Pulitzerpreis für Anthony Doerr
21. April 2015Marie-Laure LeBlanc ist eine große, sommersprossige Pariser Sechsjährige mit schnell abnehmendem Sehvermögen, als ihr Vater sie auf eine Kinderführung durch das Museum schickt, in dem er arbeitet.
So beginnt der Roman des 1973 in Cleveland geborenen Autors. Rund 30 Seiten später beginnt das Buch praktisch noch einmal:
Werner Hausner wächst fünfhundert Kilometer nordöstlich von Paris auf dem Gelände der Zeche Zollverein auf, einem viertausend Morgen großen Kohlebergbaukomplex außerhalb von Essen.

• • • • • • •

▶ GESTELLTE AUFGABE
Wo wächst Werner Hausner laut dem Textauszug über Anthony Doerr auf?

▶ BEREITGESTELLTE ZEILEN
• • • • • • •

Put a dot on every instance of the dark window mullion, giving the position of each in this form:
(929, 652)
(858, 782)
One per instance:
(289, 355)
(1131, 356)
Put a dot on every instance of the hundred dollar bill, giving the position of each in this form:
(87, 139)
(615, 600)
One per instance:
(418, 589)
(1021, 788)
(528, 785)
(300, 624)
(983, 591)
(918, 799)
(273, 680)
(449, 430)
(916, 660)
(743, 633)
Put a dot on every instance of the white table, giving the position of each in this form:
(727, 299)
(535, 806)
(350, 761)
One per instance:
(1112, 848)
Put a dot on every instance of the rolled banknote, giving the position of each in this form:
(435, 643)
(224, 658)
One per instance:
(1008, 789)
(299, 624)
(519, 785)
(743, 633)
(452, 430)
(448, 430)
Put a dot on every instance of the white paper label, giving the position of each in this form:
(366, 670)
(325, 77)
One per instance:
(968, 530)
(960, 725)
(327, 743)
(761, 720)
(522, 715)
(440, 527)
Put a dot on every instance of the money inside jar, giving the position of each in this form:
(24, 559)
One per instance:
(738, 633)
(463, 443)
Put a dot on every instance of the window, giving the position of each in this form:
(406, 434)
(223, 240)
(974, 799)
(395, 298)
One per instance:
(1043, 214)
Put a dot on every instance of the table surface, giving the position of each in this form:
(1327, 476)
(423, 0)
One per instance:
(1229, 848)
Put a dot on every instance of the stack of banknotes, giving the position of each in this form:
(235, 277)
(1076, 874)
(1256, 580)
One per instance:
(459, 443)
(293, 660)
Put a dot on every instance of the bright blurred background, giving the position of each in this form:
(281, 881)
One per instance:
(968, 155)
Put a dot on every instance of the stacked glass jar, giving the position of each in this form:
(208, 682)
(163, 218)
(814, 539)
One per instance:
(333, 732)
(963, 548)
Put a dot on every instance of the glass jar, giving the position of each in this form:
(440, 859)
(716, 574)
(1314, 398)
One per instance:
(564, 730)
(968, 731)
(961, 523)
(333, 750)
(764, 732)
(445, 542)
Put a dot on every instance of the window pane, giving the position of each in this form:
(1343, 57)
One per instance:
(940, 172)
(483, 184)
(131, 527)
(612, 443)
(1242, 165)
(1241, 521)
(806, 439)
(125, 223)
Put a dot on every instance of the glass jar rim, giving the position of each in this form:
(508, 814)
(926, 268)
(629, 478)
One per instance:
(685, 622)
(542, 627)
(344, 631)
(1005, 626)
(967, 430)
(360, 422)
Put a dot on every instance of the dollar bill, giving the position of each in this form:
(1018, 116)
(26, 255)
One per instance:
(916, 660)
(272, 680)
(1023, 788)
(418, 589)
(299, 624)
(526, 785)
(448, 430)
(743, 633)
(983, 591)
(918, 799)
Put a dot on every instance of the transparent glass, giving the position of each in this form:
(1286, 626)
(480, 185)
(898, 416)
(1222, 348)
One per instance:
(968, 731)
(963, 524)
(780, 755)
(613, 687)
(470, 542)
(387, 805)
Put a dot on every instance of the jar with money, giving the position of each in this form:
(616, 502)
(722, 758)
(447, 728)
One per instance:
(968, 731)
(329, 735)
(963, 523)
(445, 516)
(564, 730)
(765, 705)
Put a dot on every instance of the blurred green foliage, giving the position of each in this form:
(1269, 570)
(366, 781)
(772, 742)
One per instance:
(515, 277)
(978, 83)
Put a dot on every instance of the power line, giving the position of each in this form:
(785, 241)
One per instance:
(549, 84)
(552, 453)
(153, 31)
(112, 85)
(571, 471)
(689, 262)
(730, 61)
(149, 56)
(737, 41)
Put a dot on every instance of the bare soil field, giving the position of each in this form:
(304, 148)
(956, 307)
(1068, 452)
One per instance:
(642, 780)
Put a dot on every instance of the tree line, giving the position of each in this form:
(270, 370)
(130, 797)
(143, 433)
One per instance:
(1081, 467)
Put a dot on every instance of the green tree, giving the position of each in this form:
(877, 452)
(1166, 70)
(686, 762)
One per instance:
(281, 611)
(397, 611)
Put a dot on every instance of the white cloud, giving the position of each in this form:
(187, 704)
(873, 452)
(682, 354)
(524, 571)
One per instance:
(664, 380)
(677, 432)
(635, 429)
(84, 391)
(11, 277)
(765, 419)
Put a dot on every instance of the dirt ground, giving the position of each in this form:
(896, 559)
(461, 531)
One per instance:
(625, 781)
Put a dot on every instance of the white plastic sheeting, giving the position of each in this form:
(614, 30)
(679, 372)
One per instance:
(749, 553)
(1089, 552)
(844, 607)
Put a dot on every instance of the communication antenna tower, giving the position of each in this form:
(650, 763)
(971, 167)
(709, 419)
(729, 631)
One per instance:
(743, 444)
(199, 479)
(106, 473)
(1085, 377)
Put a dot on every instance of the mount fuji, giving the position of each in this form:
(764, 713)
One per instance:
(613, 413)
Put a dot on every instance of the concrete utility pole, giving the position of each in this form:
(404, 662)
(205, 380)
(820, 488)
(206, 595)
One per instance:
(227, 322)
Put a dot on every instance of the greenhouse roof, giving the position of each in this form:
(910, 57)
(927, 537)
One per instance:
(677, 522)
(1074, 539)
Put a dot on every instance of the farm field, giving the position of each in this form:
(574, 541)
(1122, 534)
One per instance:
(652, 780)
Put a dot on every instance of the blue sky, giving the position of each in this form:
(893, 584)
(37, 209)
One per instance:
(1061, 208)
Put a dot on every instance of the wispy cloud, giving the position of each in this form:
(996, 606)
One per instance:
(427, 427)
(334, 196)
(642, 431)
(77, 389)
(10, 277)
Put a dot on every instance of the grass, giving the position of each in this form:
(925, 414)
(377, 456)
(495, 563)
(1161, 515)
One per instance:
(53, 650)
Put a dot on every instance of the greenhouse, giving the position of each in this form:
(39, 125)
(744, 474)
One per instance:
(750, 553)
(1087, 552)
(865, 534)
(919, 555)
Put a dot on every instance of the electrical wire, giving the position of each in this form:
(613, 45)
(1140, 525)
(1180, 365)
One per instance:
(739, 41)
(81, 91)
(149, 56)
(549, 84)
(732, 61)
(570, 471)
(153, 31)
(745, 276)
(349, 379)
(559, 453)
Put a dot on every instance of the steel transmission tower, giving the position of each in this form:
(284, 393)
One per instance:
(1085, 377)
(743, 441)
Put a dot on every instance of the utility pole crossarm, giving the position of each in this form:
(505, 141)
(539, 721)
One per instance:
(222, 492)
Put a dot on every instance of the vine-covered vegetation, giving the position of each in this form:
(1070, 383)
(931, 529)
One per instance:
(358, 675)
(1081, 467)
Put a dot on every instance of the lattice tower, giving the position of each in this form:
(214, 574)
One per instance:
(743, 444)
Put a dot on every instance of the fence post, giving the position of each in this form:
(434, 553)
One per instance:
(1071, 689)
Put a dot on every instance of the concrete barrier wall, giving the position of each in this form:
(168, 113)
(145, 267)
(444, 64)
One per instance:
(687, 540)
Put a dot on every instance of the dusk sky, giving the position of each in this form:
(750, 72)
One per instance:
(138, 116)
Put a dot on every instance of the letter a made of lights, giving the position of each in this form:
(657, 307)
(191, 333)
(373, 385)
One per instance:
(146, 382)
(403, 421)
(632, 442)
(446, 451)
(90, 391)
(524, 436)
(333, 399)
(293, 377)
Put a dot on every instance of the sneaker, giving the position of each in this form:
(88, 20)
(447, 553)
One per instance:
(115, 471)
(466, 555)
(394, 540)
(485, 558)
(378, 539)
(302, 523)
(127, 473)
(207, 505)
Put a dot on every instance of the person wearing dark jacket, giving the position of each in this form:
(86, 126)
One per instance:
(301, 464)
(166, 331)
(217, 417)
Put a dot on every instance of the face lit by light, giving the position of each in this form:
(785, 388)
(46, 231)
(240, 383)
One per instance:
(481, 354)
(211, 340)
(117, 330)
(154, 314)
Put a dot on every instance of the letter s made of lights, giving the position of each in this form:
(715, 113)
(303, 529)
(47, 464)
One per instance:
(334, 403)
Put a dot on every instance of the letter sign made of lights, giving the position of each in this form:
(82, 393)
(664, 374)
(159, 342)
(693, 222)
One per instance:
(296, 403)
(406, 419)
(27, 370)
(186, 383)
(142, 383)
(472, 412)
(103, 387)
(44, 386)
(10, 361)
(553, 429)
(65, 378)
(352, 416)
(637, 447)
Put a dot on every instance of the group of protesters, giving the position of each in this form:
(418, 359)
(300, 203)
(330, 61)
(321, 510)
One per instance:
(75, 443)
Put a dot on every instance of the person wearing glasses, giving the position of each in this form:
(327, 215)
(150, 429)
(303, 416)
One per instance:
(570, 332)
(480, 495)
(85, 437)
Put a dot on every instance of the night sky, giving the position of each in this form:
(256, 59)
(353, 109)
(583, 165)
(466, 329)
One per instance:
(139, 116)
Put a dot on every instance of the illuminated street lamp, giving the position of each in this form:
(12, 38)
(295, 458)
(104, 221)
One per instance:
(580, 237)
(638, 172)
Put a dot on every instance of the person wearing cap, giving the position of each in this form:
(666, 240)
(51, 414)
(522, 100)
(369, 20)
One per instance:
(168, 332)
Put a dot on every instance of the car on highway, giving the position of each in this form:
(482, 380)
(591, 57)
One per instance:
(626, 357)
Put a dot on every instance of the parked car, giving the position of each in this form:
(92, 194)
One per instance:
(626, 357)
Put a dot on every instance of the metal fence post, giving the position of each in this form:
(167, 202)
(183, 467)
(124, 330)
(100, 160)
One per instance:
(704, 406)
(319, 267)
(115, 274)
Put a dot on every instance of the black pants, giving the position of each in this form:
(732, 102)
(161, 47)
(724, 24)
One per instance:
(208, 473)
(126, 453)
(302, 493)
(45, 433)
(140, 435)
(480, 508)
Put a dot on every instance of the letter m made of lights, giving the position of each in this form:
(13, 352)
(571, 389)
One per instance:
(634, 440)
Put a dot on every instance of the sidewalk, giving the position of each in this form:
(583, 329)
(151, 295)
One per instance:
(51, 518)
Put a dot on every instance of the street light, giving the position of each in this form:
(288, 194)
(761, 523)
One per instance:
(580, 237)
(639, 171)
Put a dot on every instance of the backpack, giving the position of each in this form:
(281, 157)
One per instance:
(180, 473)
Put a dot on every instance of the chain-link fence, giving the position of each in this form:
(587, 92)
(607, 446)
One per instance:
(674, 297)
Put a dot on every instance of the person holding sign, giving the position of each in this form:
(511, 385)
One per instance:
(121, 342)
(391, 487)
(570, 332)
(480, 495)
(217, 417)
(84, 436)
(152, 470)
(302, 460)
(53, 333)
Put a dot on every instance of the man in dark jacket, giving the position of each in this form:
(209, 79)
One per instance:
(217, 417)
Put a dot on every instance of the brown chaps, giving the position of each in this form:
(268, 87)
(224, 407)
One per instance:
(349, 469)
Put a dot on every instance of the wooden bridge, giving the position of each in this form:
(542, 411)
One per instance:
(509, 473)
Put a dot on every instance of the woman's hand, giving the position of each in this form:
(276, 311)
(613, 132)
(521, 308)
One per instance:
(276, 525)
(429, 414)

• • • • • • •

▶ SCHRIFTLICHE ANTWORT
Auf dem Gelände der Zeche Zollverein, einem Kohlebergbaukomplex außerhalb von Essen.